- Set task a: Give every web link (URL) that appears in the mailing-list message on the status of Btrfs RAID5/6 below.

Re: Status of RAID5/6

From: Chris Murphy <lists@colorremedies.com>
To: Zygo Blaxell <ce3g8jdj@umail.furryterror.org>
Cc: Chris Murphy <lists@colorremedies.com>,
	Goffredo Baroncelli <kreijack@inwind.it>,
	Christoph Anton Mitterer <calestyo@scientia.net>,
	Btrfs BTRFS <linux-btrfs@vger.kernel.org>
Subject: Re: Status of RAID5/6
Date: Sun, 1 Apr 2018 14:51:06 -0600	[thread overview]
Message-ID: <CAJCQCtSrcFD7jTbrqsWZFWrKUrMp4wW0QhkPApB-pgA-O3WksA@mail.gmail.com> (raw)
In-Reply-To: <20180401034544.GA28769@hungrycats.org>

On Sat, Mar 31, 2018 at 9:45 PM, Zygo Blaxell
<ce3g8jdj@umail.furryterror.org> wrote:
> On Sat, Mar 31, 2018 at 04:34:58PM -0600, Chris Murphy wrote:

>> Write hole happens on disk in Btrfs, but the ensuing corruption on
>> rebuild is detected. Corrupt data never propagates.
>
> Data written with nodatasum or nodatacow is corrupted without detection
> (same as running ext3/ext4/xfs on top of mdadm raid5 without a parity
> journal device).

Yeah I guess I'm not very worried about nodatasum/nodatacow if the
user isn't. Perhaps it's not a fair bias, but bias nonetheless.

>
> Metadata always has csums, and files have checksums if they are created
> with default attributes and mount options.  Those cases are covered,
> any corrupted data will give EIO on reads (except once per 4 billion
> blocks, where the corrupted CRC matches at random).
>
>> The problem is that Btrfs gives up when it's detected.
>
> Before recent kernels (4.14 or 4.15) btrfs would not attempt all possible
> combinations of recovery blocks for raid6, and earlier kernels than
> those would not recover correctly for raid5 either.  I think this has
> all been fixed in recent kernels but I haven't tested these myself so
> don't quote me on that.

Looks like 4.15
https://git.kernel.org/pub/scm/linux/kernel/git/torvalds/linux.git/diff/fs/btrfs/raid56.c?id=v4.15&id2=v4.14

And those parts aren't yet backported to 4.14
https://git.kernel.org/pub/scm/linux/kernel/git/stable/linux-stable.git/diff/fs/btrfs/raid56.c?id=v4.15.15&id2=v4.14.32

And more in 4.16
https://git.kernel.org/pub/scm/linux/kernel/git/torvalds/linux.git/diff/fs/btrfs/raid56.c?id=v4.16-rc7&id2=v4.15

>
>> If it assumes just a bit flip - not always a correct assumption but
>> might be reasonable most of the time, it could iterate very quickly.
>
> That is not how write hole works (or csum recovery for that matter).

- Set task b: Express the listing that follows the mailing-list message as a numbered list with one line per item and no blank lines, and leave out the pictures.

- Supplied data:
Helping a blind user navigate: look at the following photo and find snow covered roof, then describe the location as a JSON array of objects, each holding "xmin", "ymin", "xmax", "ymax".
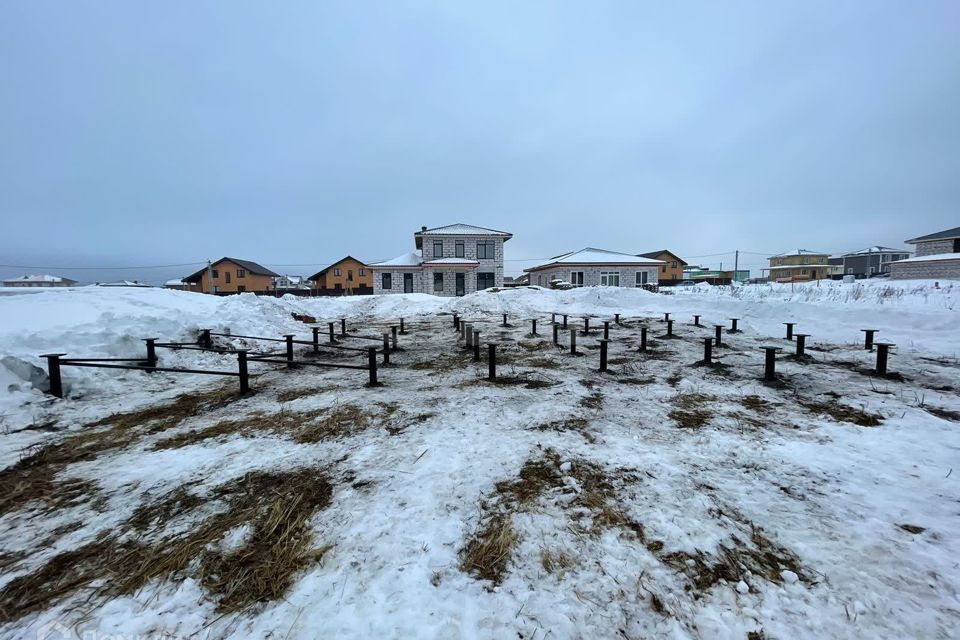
[
  {"xmin": 414, "ymin": 222, "xmax": 513, "ymax": 240},
  {"xmin": 637, "ymin": 249, "xmax": 687, "ymax": 264},
  {"xmin": 423, "ymin": 258, "xmax": 480, "ymax": 267},
  {"xmin": 4, "ymin": 275, "xmax": 76, "ymax": 282},
  {"xmin": 524, "ymin": 247, "xmax": 664, "ymax": 271},
  {"xmin": 906, "ymin": 227, "xmax": 960, "ymax": 244},
  {"xmin": 769, "ymin": 249, "xmax": 830, "ymax": 260},
  {"xmin": 369, "ymin": 251, "xmax": 423, "ymax": 269},
  {"xmin": 843, "ymin": 245, "xmax": 910, "ymax": 256},
  {"xmin": 96, "ymin": 280, "xmax": 150, "ymax": 287},
  {"xmin": 890, "ymin": 253, "xmax": 960, "ymax": 264}
]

- Written response a:
https://git.kernel.org/pub/scm/linux/kernel/git/torvalds/linux.git/diff/fs/btrfs/raid56.c?id=v4.15&id2=v4.14
https://git.kernel.org/pub/scm/linux/kernel/git/stable/linux-stable.git/diff/fs/btrfs/raid56.c?id=v4.15.15&id2=v4.14.32
https://git.kernel.org/pub/scm/linux/kernel/git/torvalds/linux.git/diff/fs/btrfs/raid56.c?id=v4.16-rc7&id2=v4.15

- Written response b:
1. Helping a blind user navigate: look at the following photo and find snow covered roof, then describe the location as a JSON array of objects, each holding "xmin", "ymin", "xmax", "ymax".
2. [
3.   {"xmin": 414, "ymin": 222, "xmax": 513, "ymax": 240},
4.   {"xmin": 637, "ymin": 249, "xmax": 687, "ymax": 264},
5.   {"xmin": 423, "ymin": 258, "xmax": 480, "ymax": 267},
6.   {"xmin": 4, "ymin": 275, "xmax": 76, "ymax": 282},
7.   {"xmin": 524, "ymin": 247, "xmax": 664, "ymax": 271},
8.   {"xmin": 906, "ymin": 227, "xmax": 960, "ymax": 244},
9.   {"xmin": 769, "ymin": 249, "xmax": 830, "ymax": 260},
10.   {"xmin": 369, "ymin": 251, "xmax": 423, "ymax": 269},
11.   {"xmin": 843, "ymin": 245, "xmax": 910, "ymax": 256},
12.   {"xmin": 96, "ymin": 280, "xmax": 150, "ymax": 287},
13.   {"xmin": 890, "ymin": 253, "xmax": 960, "ymax": 264}
14. ]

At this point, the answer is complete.